◆ **EXERCISE PROMPT**
Format every line of the records below as a Markdown table with two columns, No. and Text. Number each line in the No. column and leave out blank lines.

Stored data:
-- START --
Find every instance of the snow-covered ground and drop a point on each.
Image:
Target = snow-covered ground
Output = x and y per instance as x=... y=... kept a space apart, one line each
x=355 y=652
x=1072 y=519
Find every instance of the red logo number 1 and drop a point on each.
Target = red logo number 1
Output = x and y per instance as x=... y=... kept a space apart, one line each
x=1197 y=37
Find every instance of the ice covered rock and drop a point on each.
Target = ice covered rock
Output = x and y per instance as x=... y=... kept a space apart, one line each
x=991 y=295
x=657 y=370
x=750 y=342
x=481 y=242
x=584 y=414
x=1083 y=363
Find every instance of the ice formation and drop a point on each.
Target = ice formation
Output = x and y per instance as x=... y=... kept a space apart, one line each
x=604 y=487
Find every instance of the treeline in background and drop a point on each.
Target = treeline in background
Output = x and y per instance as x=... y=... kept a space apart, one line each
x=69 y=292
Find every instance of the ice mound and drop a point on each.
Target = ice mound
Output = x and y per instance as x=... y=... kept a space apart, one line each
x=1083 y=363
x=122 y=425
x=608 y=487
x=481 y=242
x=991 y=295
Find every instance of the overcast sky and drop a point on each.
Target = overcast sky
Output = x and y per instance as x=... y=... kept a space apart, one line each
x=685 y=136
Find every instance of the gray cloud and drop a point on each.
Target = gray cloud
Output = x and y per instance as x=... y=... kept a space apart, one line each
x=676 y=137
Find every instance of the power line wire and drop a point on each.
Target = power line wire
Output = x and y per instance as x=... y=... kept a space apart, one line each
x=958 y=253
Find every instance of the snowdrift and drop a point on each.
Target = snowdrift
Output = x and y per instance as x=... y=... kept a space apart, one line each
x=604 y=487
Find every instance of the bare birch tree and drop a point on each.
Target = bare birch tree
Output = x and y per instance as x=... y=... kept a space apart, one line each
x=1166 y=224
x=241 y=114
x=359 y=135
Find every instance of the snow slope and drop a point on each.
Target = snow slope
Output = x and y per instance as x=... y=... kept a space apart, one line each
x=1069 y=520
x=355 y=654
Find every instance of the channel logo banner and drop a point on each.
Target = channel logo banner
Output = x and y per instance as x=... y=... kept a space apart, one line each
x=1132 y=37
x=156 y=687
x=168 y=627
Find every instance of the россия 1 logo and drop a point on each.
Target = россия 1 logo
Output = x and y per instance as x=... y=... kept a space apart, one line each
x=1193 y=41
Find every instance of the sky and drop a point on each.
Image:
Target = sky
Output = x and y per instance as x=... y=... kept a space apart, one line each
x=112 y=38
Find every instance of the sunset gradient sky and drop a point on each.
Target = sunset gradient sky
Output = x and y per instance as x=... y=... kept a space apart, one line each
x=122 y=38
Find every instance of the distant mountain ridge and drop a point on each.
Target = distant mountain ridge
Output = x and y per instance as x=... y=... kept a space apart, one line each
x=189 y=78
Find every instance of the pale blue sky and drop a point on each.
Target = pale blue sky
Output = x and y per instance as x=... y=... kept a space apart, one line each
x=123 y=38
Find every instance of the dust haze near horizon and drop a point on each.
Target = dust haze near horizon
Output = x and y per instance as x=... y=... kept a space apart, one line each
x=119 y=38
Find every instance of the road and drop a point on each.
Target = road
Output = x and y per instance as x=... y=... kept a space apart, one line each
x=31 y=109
-- END --
◆ **ANSWER IN FULL**
| No. | Text |
|---|---|
| 1 | Find every instance of the snow-covered ground and drop a point on each. |
| 2 | Image: |
| 3 | Target = snow-covered ground |
| 4 | Output = x and y per instance as x=... y=... kept a space apart, one line each |
| 5 | x=355 y=652 |
| 6 | x=1072 y=519 |
| 7 | Find every instance of the red logo number 1 and drop a point on each. |
| 8 | Target = red logo number 1 |
| 9 | Output = x and y per instance as x=... y=... kept a space apart, one line each |
| 10 | x=1197 y=37 |
| 11 | Find every instance of the ice covered rock and drop a point on each. |
| 12 | Target = ice covered rock |
| 13 | Output = x and y per instance as x=... y=... kept a space apart, one line each |
| 14 | x=991 y=295 |
| 15 | x=657 y=370 |
| 16 | x=750 y=342 |
| 17 | x=481 y=242 |
| 18 | x=584 y=414 |
| 19 | x=1083 y=363 |
| 20 | Find every instance of the ice formation and drop a point on each. |
| 21 | Target = ice formation |
| 22 | Output = x and y per instance as x=... y=... kept a space apart, one line each |
| 23 | x=604 y=487 |
| 24 | Find every instance of the treeline in background and drop a point on each. |
| 25 | Target = treeline in background |
| 26 | Output = x and y per instance as x=... y=... kept a space apart, one line each |
| 27 | x=69 y=292 |
| 28 | Find every instance of the ice mound and drop a point on each. |
| 29 | Target = ice mound |
| 30 | Output = x and y per instance as x=... y=... kept a space apart, one line each |
| 31 | x=1083 y=363 |
| 32 | x=122 y=425 |
| 33 | x=608 y=487 |
| 34 | x=481 y=242 |
| 35 | x=991 y=295 |
| 36 | Find every instance of the overcast sky and drop a point on each. |
| 37 | Target = overcast sky |
| 38 | Output = x and y per instance as x=... y=... kept a space apart, one line each |
| 39 | x=685 y=136 |
| 40 | Find every instance of the gray cloud and drop a point on each. |
| 41 | Target = gray cloud |
| 42 | Output = x and y per instance as x=... y=... kept a space apart, one line each |
| 43 | x=676 y=137 |
| 44 | Find every instance of the power line wire and drop a point on each. |
| 45 | Target = power line wire |
| 46 | Output = x and y per instance as x=... y=... kept a space apart, one line each |
| 47 | x=958 y=253 |
| 48 | Find every instance of the snowdrift and drop a point on each. |
| 49 | Target = snowdrift |
| 50 | Output = x and y per instance as x=... y=... kept a space apart, one line each |
| 51 | x=604 y=487 |
| 52 | Find every instance of the bare birch tree and drop a point on each. |
| 53 | Target = bare birch tree |
| 54 | Output = x and y per instance as x=... y=... kept a space apart, one line each |
| 55 | x=1166 y=224 |
| 56 | x=241 y=114 |
| 57 | x=359 y=135 |
| 58 | Find every instance of the snow slope and drop a point on each. |
| 59 | Target = snow slope |
| 60 | Output = x and y per instance as x=... y=... kept a space apart, one line each |
| 61 | x=1069 y=520 |
| 62 | x=355 y=654 |
| 63 | Find every instance of the channel logo banner and drop a point on each. |
| 64 | Target = channel logo banner |
| 65 | Output = x and y per instance as x=... y=... kept a space apart, one line each |
| 66 | x=1132 y=37 |
| 67 | x=156 y=687 |
| 68 | x=168 y=627 |
| 69 | Find every instance of the россия 1 logo and drop a point on each. |
| 70 | Target = россия 1 logo |
| 71 | Output = x and y per instance as x=... y=... kept a space apart, one line each |
| 72 | x=1193 y=41 |
| 73 | Find every instance of the sky and drop a point on each. |
| 74 | Image: |
| 75 | Target = sky |
| 76 | Output = x and y per instance as x=... y=... kept a space apart, one line each |
| 77 | x=112 y=38 |
| 78 | Find every instance of the sunset gradient sky and drop a point on each. |
| 79 | Target = sunset gradient sky |
| 80 | Output = x and y per instance as x=... y=... kept a space apart, one line each |
| 81 | x=122 y=38 |
| 82 | Find every instance of the distant mountain ridge and drop a point on each. |
| 83 | Target = distant mountain ridge |
| 84 | Output = x and y per instance as x=... y=... kept a space apart, one line each |
| 85 | x=189 y=78 |
| 86 | Find every instance of the pale blue sky and drop a point on each. |
| 87 | Target = pale blue sky |
| 88 | Output = x and y per instance as x=... y=... kept a space apart, one line each |
| 89 | x=123 y=38 |
| 90 | Find every instance of the dust haze near horizon and drop a point on each. |
| 91 | Target = dust haze near horizon |
| 92 | Output = x and y per instance as x=... y=... kept a space apart, one line each |
| 93 | x=119 y=38 |
| 94 | Find every instance of the road and drop a point on each. |
| 95 | Target = road |
| 96 | Output = x and y per instance as x=... y=... kept a space apart, one line each |
| 97 | x=31 y=109 |